2009/11/13
KAICHO: s_naray[at]yahoo[dot]co[dot]jp
※SPAM防止のため捻ってある

スクリプタのためのノベルゲームシステムの作り方

■はじめに

本文書では、吉里吉里/KAGを題材に、スクリプタの方々を対象として、ノベルゲームの システムの作り方について述べる。

正直に言えば、書きたいのは「作り方」なんて大それたものではなくて、 以下で述べる「『システム』の目的」を達成するために、 『何をどう用意したら効率的か』を、 経験則を絡めながら備忘録的にメモしたものだと思って頂ければ幸いであるよ。 とはいえ、我輩が今まで作成してきたノベルゲームでは全て同じ構成を採用しており、 特に大きな不具合も出ていないことから、そこそこ汎用性はあると考えている。 というかそう信じたい。

現実社会で、 ダメプログラマのダメプログラムに仕込まれたダメバグに いつも悩まされているためか、 やたらと愚痴っぽい文章になっていることにはご容赦頂きたい。

■『システム』とは何か

『システム』とは、目的を効率よく達成するための手段を提供する「系」である。 従って、ノベルゲームにおける『システム』は、 ノベルゲームを効率よく製作・完成させる「系」であり、 それ以外であってはならない。 この定義はよく覚えておく必要がある。システムを設計する場合、 この定義に合致しない設計思想を導入してはならない。簡単だけど忘れがち。

■『システム』の目的

ノベルゲームはシナリオテキストだけで作られるわけではない。立ち絵、表情、背景、 メッセージウィンドウ、パラメータウィンドウ、BGM、SEなどなど、さまざまな 素材を、スクリプトでつなぎ合わせて作られている。 とはいえ、ただつなぎ合わせるだけなら、 スクリプトを書く上でノウハウなど要らないし、システムなんてものも不要だ。 スクリプト中に、単純に絵や音を順次表示・再生していくようにベタ書きすればいい。

しかし、世の多くのノベルゲームはそうなっていない。何故か?それがすなわち、 『システム』を作る理由である。システムを作ることにより、 以下の三点が実現できる。

判りやすい例を示そう。メッセージ枠の表示と消去について考えてみる。 通常メッセージ枠の大きさや表示位置は決まっている。だったら、表示のたびに

(snip)

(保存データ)
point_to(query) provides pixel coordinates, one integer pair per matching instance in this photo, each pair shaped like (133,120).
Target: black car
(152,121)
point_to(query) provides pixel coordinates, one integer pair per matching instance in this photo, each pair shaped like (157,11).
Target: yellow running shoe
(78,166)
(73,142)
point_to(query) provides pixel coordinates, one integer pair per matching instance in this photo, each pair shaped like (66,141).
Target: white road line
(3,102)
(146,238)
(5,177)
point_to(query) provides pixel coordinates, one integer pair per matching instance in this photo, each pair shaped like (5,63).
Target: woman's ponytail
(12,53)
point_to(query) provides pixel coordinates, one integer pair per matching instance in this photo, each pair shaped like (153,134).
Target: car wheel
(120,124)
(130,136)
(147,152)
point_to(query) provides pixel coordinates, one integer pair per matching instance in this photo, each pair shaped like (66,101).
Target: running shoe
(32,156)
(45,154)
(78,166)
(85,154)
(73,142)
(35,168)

---

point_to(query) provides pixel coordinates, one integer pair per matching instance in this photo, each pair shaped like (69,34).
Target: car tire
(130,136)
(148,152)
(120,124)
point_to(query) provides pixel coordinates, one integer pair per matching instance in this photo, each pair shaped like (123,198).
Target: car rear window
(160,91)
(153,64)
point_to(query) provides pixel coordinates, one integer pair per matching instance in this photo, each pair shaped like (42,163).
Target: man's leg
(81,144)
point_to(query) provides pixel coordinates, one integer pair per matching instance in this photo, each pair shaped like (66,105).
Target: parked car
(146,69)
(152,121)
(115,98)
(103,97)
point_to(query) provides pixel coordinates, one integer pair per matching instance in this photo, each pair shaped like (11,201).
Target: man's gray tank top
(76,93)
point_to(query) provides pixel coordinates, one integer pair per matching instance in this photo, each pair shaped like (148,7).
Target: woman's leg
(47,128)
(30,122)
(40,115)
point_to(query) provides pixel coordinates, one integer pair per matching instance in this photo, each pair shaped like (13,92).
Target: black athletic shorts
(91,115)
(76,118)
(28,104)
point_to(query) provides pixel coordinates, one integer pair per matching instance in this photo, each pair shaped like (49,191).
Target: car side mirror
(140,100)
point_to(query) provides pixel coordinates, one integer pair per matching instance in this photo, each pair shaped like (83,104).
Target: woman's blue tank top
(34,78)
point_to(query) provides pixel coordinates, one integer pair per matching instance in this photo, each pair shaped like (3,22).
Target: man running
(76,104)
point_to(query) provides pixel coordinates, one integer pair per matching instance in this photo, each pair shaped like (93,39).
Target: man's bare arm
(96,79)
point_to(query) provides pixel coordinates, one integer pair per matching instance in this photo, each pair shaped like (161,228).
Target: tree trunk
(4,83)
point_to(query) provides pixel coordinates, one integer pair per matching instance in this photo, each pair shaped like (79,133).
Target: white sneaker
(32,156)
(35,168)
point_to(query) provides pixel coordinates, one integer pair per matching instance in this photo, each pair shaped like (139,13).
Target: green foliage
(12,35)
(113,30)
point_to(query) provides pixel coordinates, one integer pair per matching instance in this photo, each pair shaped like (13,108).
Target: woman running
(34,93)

作業指示 A
抜粋本文の一文「この定義はよく覚えておく必要がある。」を英語に翻訳せよ。
作業指示 B
エントリのうち、文字列"black"を含む行の数を答えよ。大文字と小文字は区別する。
上記のエントリは抜粋本文とは無関係である。

想定解答 A
This definition needs to be kept firmly in mind.

想定解答 B
2